DIRECTIVES:
A - Which courses of action do the posters in the horse forum thread recommend for dealing with the horse?
B - According to the first post in the horse forum thread, how long has the buyer had the horse?
C - Rewrite the horse forum thread, starting at "depending on how" and ending at "the behaviourist first.", with "confidence" changed to "nerve".

SOURCE EXCERPT:
Caveat emptor - you have a lot fewer rights with a private seller than with a dealer....and you have had him for 8 weeks...and bought him for comparatively little.
I don't think taking legal action will do much for you except increase your stress levels.... 
I suggest you either send him away to be sold, or get a riding instructor to help you with him....
Good luck either way.
S


----------



## hadfos (30 April 2008)

[ QUOTE ]
Caveat emptor - you have a lot fewer rights with a private seller than with a dealer....and you have had him for 8 weeks...and bought him for comparatively little.
I don't think taking legal action will do much for you except increase your stress levels.... 
I suggest you either send him away to be sold, or get a riding instructor to help you with him....
Good luck either way.
S 
	
	
		
		
	


	





[/ QUOTE ]
I agree with getting an instructor,although he a big lad he only doing what they all do in a new home(try you out)!!!
depending on how much confidence you have lost it is possible to get it back,sounds like you just need some experienced help!!


----------



## oliviacharley (1 May 2008)

A behaviourist is a great idea....also maybe a good instructor but I would do the behaviourist first.

DATASET ROWS:

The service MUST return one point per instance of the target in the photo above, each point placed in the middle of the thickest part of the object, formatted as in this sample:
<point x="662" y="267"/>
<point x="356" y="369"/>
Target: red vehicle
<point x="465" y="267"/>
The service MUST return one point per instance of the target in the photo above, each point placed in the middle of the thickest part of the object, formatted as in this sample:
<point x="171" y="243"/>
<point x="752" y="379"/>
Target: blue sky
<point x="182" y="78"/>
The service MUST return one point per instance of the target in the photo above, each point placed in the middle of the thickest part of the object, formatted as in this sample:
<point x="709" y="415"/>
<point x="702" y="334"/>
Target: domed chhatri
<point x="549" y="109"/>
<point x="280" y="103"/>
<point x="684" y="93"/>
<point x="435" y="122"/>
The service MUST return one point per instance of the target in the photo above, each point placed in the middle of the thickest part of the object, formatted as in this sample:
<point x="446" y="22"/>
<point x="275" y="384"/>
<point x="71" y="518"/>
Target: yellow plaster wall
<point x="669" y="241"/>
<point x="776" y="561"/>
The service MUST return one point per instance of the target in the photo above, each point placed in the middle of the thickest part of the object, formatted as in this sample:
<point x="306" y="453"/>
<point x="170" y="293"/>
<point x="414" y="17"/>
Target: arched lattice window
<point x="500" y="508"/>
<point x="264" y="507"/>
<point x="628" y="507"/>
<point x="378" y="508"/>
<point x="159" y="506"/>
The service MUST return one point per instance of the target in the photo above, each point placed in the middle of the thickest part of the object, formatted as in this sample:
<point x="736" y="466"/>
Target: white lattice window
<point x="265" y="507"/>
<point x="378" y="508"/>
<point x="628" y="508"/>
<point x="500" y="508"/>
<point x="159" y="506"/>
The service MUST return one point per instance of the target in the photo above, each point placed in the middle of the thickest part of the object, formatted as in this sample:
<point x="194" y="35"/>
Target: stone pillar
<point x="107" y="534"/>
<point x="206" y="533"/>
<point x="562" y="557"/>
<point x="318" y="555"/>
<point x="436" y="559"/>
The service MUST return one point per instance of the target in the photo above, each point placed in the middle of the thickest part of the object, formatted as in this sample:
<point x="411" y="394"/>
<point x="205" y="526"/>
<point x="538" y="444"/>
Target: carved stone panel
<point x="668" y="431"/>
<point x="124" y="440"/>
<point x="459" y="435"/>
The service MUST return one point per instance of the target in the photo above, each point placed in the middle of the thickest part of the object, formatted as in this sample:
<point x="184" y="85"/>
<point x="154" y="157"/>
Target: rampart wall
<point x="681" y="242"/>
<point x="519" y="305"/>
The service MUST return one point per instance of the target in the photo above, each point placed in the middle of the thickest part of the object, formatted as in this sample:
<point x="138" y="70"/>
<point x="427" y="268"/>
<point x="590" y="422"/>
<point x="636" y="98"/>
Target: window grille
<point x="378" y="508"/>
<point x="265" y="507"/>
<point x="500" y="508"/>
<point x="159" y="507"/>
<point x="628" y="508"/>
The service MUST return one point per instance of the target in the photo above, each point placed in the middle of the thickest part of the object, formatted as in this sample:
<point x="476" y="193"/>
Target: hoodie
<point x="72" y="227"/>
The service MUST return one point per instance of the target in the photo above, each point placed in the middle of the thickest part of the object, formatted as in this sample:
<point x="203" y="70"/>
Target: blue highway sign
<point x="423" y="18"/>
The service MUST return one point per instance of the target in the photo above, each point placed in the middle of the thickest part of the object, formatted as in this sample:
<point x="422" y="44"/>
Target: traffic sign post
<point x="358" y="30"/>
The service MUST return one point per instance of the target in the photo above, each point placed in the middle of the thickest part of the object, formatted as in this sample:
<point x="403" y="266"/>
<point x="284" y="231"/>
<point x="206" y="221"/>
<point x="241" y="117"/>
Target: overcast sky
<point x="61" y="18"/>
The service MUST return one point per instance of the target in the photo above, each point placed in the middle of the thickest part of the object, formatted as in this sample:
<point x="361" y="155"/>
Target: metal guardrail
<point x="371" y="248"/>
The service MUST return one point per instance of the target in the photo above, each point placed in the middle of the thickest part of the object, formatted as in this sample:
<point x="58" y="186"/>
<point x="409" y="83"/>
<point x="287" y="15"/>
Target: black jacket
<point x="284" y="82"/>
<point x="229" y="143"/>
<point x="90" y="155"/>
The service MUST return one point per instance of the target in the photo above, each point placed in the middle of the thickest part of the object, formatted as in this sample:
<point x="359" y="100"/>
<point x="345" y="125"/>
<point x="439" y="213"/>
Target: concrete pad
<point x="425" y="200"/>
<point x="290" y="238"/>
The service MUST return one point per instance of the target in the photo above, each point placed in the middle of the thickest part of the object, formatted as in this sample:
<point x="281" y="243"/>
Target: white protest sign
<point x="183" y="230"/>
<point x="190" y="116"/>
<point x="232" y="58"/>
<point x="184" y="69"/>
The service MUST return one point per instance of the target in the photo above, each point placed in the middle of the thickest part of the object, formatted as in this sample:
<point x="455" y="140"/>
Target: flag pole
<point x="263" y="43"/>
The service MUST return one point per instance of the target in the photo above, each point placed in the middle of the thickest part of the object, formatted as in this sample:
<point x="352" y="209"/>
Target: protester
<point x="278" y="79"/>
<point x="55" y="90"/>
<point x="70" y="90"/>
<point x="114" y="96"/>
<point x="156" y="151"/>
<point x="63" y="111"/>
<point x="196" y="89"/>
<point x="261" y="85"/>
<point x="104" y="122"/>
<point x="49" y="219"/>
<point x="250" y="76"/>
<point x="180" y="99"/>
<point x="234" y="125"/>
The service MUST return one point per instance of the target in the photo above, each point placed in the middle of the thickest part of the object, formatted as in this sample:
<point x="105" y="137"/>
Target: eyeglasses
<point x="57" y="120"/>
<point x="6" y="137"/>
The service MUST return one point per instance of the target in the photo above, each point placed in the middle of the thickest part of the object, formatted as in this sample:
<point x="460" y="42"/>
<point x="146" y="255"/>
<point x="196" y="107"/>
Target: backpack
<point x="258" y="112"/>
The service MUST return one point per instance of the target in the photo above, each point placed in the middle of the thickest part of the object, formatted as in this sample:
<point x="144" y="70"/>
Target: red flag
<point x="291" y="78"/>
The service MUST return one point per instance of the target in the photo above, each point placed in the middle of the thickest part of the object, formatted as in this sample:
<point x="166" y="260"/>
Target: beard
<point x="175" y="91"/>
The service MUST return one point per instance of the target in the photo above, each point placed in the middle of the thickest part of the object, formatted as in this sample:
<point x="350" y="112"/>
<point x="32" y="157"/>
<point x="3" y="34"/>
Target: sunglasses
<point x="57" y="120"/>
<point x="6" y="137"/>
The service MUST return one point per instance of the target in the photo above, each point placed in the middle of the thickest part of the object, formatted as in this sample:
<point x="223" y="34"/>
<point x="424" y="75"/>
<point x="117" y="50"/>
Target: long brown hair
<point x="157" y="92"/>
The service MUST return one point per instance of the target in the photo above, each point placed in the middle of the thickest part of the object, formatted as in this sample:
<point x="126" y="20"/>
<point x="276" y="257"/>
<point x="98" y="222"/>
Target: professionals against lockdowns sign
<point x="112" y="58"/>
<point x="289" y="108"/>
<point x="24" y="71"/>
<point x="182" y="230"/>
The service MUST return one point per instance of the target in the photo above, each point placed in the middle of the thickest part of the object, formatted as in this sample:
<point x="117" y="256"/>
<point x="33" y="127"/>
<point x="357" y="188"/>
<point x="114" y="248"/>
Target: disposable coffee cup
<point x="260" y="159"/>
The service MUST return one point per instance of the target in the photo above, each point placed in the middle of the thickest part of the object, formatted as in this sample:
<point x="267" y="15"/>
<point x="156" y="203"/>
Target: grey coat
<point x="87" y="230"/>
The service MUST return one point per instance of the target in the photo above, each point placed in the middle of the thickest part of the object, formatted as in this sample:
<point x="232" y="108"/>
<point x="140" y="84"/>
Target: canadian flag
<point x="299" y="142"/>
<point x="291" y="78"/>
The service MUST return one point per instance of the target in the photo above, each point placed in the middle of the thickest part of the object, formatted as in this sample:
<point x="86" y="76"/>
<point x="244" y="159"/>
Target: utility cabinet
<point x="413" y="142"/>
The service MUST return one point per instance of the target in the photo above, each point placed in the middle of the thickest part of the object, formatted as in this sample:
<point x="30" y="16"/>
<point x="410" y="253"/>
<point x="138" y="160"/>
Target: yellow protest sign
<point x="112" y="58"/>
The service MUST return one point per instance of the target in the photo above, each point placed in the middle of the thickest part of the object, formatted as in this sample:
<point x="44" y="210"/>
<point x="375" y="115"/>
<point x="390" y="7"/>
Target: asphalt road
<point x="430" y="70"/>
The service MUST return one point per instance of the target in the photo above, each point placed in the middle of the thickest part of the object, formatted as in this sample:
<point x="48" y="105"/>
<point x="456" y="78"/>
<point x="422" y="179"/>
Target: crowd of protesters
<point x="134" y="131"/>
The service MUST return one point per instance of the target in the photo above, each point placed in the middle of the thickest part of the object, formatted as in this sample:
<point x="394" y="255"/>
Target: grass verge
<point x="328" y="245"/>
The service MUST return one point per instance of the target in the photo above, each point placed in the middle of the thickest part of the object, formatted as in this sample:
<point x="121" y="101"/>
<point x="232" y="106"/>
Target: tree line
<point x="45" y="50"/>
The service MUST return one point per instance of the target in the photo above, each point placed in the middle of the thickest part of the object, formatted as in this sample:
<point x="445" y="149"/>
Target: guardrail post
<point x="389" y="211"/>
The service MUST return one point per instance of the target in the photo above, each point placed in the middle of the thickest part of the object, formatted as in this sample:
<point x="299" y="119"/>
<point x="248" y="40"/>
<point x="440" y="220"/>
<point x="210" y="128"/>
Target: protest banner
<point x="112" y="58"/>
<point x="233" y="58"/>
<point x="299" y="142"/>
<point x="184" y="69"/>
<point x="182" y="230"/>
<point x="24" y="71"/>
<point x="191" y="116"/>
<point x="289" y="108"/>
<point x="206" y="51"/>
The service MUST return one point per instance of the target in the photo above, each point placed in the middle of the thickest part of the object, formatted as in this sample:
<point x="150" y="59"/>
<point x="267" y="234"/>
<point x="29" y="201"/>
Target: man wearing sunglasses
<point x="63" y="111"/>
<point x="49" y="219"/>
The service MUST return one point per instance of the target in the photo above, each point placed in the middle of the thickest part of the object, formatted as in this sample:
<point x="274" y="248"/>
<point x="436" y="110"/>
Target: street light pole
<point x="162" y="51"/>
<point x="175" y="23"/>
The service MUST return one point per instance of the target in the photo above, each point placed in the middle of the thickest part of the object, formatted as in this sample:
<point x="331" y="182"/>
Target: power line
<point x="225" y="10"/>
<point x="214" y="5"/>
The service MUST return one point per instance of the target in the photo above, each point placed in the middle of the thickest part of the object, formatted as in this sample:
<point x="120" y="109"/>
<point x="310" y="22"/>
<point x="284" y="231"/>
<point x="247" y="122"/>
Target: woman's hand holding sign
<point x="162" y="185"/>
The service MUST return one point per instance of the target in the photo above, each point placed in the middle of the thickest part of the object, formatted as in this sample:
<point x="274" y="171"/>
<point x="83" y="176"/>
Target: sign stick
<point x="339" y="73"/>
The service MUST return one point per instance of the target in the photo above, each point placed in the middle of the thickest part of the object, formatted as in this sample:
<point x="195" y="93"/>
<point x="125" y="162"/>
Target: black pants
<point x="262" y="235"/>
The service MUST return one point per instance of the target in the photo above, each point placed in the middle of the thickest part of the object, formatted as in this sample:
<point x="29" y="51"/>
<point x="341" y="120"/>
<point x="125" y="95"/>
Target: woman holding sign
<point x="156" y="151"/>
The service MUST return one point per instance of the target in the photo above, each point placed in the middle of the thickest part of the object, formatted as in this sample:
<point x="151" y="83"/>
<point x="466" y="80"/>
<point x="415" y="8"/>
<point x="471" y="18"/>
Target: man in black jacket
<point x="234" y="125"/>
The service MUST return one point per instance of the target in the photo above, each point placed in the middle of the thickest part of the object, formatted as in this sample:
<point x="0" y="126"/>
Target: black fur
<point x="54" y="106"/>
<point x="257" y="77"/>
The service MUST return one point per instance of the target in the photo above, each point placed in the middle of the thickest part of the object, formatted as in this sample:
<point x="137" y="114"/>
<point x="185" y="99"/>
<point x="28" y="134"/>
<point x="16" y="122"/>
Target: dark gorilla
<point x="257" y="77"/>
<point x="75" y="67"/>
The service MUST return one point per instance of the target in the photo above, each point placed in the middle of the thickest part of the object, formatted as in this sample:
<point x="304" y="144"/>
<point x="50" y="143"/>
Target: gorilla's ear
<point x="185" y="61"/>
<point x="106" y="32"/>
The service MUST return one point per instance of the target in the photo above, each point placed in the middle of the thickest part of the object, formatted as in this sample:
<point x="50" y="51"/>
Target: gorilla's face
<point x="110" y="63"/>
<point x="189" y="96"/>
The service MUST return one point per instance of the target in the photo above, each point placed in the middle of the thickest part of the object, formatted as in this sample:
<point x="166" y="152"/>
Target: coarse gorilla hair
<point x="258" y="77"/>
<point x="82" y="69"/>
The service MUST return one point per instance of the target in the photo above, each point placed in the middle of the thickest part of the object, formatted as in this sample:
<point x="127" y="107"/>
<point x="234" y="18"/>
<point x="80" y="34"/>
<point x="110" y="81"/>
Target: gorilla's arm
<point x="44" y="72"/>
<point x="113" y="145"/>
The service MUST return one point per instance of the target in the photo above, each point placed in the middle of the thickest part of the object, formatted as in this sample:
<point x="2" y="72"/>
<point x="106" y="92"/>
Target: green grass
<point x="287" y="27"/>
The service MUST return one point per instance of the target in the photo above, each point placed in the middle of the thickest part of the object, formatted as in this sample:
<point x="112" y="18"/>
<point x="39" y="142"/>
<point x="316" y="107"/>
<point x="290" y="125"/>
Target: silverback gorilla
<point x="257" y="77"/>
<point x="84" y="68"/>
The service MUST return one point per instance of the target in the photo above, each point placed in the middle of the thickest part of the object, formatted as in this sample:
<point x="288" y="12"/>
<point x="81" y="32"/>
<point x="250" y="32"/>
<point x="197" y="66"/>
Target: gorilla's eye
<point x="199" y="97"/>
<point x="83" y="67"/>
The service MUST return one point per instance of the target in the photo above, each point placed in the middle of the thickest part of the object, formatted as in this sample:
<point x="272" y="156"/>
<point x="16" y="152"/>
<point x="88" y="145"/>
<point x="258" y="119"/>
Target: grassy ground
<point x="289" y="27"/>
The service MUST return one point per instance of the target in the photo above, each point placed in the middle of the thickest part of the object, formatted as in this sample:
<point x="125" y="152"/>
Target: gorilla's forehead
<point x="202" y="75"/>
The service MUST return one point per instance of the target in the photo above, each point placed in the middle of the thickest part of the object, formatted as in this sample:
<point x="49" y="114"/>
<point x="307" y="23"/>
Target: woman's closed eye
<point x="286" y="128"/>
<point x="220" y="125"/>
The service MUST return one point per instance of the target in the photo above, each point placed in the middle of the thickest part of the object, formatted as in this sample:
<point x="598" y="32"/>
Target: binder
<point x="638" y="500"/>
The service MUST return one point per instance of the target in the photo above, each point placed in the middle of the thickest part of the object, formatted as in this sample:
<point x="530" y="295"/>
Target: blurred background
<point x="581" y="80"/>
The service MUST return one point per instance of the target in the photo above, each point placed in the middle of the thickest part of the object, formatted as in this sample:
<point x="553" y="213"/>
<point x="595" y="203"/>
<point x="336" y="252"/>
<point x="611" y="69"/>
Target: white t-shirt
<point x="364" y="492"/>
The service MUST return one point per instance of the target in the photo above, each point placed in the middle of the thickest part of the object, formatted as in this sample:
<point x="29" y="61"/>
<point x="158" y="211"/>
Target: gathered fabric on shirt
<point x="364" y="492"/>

ANSWERS TO THE TASKS:
A -
- Sending him away to be sold
- Getting a riding instructor
- Getting experienced help
- Getting a behaviourist, before an instructor

B - 8 weeks.

C -
depending on how much nerve you have lost it is possible to get it back,sounds like you just need some experienced help!!


----------



## oliviacharley (1 May 2008)

A behaviourist is a great idea....also maybe a good instructor but I would do the behaviourist first.